### [TASK PROMPT]
I need each line of the entries below that includes the string "target".

Start of Block

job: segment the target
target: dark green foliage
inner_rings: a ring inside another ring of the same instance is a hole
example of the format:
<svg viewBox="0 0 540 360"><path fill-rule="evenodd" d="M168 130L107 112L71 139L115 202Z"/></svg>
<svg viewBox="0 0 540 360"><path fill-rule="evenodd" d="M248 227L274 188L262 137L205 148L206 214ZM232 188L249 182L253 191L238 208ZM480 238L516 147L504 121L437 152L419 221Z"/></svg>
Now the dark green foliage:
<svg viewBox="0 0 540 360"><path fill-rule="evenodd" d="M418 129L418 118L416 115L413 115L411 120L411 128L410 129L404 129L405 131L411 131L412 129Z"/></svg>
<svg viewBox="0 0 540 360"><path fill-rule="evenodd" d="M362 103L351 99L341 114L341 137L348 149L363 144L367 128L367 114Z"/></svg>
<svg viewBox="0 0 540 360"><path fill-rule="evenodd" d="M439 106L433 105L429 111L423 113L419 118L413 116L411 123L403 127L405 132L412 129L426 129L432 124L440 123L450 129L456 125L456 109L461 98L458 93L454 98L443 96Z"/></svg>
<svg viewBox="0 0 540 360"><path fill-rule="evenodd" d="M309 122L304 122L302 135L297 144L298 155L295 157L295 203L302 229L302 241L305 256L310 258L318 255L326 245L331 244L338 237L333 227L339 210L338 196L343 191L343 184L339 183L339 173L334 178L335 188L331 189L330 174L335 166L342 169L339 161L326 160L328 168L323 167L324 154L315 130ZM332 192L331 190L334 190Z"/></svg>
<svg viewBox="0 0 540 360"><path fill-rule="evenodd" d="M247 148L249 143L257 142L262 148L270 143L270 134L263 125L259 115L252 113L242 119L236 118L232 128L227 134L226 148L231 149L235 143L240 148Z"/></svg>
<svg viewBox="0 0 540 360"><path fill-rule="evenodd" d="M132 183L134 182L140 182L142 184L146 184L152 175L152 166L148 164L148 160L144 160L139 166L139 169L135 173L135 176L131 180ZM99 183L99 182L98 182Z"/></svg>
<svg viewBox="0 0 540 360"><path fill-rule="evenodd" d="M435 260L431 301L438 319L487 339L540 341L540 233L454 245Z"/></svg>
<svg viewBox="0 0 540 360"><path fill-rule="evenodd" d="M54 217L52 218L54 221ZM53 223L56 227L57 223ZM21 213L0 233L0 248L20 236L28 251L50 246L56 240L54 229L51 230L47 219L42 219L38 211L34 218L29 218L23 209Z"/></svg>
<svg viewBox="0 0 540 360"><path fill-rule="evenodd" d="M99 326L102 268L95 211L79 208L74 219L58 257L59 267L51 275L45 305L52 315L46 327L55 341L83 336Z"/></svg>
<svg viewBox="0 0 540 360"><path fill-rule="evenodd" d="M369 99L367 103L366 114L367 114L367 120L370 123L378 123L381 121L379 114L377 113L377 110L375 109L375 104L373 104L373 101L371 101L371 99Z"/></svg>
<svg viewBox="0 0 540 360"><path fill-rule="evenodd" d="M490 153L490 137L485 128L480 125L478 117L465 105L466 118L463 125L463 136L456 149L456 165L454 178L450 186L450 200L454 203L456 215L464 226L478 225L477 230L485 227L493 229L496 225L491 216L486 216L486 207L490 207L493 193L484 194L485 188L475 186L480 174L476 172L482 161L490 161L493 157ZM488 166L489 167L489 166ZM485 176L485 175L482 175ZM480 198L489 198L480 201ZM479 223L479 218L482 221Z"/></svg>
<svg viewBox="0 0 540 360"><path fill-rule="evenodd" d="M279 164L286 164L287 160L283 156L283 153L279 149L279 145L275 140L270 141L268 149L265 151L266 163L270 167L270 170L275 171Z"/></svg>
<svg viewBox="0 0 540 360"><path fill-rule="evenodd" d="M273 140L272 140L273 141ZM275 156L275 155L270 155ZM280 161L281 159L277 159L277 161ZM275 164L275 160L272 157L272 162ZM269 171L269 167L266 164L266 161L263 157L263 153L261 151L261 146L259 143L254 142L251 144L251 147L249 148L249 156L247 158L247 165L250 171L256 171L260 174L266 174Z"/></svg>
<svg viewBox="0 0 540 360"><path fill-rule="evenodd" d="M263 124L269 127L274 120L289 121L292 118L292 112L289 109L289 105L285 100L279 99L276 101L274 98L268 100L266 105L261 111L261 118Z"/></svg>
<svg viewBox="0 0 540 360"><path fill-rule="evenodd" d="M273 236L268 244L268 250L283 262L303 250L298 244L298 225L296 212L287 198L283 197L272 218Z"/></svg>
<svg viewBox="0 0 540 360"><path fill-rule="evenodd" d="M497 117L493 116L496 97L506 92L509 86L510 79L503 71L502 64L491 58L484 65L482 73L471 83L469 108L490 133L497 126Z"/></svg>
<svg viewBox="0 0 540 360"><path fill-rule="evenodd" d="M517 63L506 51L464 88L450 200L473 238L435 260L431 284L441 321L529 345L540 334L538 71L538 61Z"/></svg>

End of Block

### [RESPONSE BELOW]
job: segment the target
target: dark green foliage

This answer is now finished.